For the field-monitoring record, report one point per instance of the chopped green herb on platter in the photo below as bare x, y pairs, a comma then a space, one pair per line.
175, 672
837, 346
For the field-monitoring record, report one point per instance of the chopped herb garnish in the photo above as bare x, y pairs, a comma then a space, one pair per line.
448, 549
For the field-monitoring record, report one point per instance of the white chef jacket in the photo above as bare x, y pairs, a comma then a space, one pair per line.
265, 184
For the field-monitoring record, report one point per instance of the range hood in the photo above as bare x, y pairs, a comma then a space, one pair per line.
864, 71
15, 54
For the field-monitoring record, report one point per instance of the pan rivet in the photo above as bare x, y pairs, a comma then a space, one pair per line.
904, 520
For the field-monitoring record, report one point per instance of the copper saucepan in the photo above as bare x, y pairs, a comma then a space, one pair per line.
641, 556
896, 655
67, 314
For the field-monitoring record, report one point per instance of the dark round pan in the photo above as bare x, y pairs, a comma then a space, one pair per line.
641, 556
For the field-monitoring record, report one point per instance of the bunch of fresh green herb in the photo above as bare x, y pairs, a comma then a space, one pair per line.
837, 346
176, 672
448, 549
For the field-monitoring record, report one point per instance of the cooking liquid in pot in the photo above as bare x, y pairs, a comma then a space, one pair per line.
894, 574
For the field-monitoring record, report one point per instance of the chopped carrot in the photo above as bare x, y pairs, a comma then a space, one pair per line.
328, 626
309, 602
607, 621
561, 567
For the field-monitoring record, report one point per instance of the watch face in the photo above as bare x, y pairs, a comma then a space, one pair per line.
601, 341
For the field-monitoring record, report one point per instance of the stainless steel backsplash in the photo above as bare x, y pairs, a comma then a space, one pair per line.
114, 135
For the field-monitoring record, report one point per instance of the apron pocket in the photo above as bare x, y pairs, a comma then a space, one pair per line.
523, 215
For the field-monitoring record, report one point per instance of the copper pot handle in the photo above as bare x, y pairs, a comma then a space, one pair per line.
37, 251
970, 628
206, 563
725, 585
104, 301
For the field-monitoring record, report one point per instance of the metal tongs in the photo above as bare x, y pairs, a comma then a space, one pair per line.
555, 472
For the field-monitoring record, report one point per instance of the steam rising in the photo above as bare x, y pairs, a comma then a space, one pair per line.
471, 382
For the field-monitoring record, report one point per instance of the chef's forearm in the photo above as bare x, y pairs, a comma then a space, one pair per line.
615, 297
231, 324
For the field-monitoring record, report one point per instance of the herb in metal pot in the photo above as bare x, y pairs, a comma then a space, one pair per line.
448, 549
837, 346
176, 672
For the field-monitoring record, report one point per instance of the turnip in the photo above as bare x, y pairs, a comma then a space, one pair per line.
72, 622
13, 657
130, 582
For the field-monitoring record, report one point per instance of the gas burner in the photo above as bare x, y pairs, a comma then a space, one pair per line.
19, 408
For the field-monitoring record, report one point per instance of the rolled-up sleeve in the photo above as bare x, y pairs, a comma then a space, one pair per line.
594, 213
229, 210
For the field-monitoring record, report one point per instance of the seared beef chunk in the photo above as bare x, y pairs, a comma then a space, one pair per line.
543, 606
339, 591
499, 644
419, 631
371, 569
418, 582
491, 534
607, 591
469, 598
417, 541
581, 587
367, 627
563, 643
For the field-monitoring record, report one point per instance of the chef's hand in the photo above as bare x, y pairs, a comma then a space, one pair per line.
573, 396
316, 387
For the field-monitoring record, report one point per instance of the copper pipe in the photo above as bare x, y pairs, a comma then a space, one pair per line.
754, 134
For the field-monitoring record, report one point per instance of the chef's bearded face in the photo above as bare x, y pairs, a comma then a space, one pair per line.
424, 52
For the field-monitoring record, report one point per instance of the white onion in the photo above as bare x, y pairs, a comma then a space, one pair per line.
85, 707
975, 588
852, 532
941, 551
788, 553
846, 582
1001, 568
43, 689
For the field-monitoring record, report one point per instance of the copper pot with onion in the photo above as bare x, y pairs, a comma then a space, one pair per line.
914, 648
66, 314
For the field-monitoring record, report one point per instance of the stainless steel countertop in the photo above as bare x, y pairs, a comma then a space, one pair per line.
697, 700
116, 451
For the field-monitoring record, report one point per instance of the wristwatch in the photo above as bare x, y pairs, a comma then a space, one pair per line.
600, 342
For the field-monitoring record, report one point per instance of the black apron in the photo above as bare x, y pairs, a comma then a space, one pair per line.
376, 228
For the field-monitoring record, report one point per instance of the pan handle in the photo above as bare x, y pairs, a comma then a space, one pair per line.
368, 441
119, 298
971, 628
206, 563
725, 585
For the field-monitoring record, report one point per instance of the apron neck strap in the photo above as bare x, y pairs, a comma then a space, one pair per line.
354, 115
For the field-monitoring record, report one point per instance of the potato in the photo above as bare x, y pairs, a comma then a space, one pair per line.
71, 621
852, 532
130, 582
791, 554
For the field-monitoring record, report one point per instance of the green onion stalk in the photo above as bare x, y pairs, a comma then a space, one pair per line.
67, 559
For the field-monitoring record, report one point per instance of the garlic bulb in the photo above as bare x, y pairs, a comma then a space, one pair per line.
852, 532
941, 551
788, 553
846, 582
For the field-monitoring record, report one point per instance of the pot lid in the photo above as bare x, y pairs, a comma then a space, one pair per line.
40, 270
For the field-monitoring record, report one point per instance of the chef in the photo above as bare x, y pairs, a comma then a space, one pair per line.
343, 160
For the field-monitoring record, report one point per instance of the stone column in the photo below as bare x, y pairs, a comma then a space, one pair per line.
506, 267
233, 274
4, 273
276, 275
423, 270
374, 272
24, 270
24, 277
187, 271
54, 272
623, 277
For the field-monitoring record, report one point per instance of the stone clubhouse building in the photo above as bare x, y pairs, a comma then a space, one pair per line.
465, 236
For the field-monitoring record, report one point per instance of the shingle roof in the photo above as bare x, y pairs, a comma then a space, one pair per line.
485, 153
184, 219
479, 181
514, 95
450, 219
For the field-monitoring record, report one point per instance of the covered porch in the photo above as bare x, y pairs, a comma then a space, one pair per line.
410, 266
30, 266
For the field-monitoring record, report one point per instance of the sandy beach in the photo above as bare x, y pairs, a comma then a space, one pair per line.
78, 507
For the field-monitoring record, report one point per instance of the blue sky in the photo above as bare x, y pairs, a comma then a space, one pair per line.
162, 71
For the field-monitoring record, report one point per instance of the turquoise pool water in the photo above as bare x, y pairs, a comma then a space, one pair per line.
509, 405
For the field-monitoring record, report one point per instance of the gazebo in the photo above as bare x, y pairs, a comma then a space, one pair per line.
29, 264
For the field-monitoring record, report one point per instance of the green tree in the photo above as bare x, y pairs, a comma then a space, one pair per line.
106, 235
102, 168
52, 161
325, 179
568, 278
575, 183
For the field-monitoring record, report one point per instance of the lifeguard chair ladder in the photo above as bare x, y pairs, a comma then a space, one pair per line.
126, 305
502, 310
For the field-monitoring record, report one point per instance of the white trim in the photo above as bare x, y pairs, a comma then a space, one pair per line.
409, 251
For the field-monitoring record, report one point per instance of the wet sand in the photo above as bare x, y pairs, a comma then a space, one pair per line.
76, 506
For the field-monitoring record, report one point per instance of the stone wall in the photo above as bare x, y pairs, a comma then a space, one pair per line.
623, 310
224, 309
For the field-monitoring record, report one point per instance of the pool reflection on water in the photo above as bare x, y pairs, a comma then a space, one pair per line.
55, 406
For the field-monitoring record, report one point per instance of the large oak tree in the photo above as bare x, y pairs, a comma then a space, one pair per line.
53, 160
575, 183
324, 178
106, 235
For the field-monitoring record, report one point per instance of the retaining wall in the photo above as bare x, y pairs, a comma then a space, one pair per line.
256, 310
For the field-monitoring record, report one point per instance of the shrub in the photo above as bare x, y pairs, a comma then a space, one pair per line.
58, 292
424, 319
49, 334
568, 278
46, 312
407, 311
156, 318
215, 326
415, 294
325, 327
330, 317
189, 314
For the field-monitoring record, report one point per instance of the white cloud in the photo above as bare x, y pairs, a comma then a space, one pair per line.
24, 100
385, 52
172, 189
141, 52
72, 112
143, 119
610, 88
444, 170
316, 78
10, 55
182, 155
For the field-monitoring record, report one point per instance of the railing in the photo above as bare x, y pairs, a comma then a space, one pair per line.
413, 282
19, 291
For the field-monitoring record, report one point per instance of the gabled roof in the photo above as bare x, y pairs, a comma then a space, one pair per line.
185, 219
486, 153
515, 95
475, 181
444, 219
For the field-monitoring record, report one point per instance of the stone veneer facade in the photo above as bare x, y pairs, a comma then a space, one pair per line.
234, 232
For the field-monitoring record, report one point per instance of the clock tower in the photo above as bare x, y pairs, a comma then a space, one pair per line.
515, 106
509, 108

------------------------------

WHAT THE TASK ASKS | In the listing above, find the line containing "the white cloud" and please quote exactly that line through the last one, and no other lines.

SOLUTION BELOW |
For the field-monitoring record, report one point per instance of the white cloud in the photo above as bare x, y pairs, a comma then a space, one pair per line.
24, 100
385, 52
172, 189
141, 52
72, 112
143, 119
610, 88
444, 170
316, 78
10, 55
182, 155
For the field-monitoring record, report one point per instance of the railing in the photo above as bare x, y pairs, a comma then a space, one pair per line.
413, 282
19, 291
For the field-monitoring record, report one point per instance of the gabled roof in the photo above as bare x, y pairs, a comma then a space, one pair per line.
185, 219
486, 153
515, 95
475, 181
444, 219
For the field-monitoring record, report one point per instance of the stone veneer facade in the photo above as bare x, y pairs, a comma then a space, one pair per line.
234, 232
For the field-monitoring record, report one point per instance of the clock tower in the photo above as bare x, y pairs, a comma then a space, one pair per line.
515, 106
509, 108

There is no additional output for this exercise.